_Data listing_
::::::::
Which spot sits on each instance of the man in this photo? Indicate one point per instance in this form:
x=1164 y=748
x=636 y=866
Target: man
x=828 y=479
::::::::
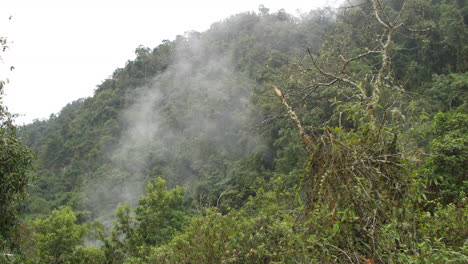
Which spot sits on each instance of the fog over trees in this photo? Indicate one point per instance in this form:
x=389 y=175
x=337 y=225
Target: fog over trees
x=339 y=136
::::::::
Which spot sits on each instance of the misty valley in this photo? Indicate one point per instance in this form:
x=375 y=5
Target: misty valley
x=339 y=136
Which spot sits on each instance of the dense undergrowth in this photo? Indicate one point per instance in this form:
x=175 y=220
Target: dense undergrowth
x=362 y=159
::::::::
_What is needed_
Reproduce the lines word for word, starting with the line that contains "Which spot sits on each instance of the man" and going on through the line that contains "x=828 y=479", with both of those lines included.

_Final result_
Which spot sits on each instance of the man in this photo? Indicate one point per instance in this form:
x=1164 y=748
x=636 y=866
Target: man
x=828 y=479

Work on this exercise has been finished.